Crítica: Cara x Cara (1ª Temporada)
Sobre conviver e lidar consigo mesmo
Não é sempre que pensamos o quão ruim, estranho e ao mesmo tempo bom, seria ter que conviver consigo mesmo, literalmente como se existisse outra pessoa idêntica a nós, ainda mais em uma versão a princípio “melhorada”. Como se daria a relação entre dois de nós e nossos conhecidos, familiares, amigos e colegas de trabalho? De forma metafórica e criativa, a série original da Netflix Cara x Cara aborda várias dessas questões de forma leve, obviamente engraçada e além de tudo promete diversos momentos verdadeiramente emocionantes.
Com a expectativa de ter uma vida melhor, o infeliz Miles Elliot (Paul Rudd) resolve aceitar a indicação de um colega de trabalho para ir a um misterioso spa, e após um tratamento para refazer seu DNA, acaba descobrindo que foi clonado e ganhou uma versão melhor de si mesmo, a qual todos a sua volta acham mais interessante, inclusive sua esposa Kate (Aisling Bea). Conforme tenta manter segredo e entender melhor essa situação embaraçosa junto com seu clone, que carrega todas as memórias de sua vida e também está tão confuso sobre tudo quanto Miles, ambos vão perceber o quanto se odeiam e ao mesmo tempo precisam um do outro.

- **O QUE FAZER**: Traduza para o inglês esta frase da crítica sobre Cara x Cara: “Como se daria a relação entre dois de nós e nossos conhecidos, familiares, amigos e colegas de trabalho?”

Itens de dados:
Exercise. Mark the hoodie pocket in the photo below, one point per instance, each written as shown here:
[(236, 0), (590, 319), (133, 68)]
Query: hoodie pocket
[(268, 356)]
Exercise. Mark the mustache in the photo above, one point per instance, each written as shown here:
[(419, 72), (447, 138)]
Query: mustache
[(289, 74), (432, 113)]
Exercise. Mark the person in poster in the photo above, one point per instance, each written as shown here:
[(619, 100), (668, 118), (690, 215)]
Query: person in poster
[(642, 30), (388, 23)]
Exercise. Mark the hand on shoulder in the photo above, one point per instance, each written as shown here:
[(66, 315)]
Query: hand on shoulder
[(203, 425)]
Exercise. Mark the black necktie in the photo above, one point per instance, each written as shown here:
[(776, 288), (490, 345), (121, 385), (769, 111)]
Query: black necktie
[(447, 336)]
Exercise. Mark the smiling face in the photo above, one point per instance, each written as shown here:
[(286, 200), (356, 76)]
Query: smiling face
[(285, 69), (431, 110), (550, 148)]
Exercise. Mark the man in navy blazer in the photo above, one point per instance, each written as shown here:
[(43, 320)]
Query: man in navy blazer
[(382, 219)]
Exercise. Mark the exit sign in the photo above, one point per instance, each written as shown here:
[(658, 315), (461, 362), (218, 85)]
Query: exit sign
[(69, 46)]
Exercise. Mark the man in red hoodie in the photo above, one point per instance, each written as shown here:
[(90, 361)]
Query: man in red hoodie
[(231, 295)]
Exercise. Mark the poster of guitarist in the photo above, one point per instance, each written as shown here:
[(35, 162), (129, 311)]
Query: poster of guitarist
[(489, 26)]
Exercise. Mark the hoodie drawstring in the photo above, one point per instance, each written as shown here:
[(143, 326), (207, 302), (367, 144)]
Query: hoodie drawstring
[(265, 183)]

- **RESPOSTA ESCRITA**: How would the relationship between two of us and our acquaintances, family members, friends, and coworkers play out?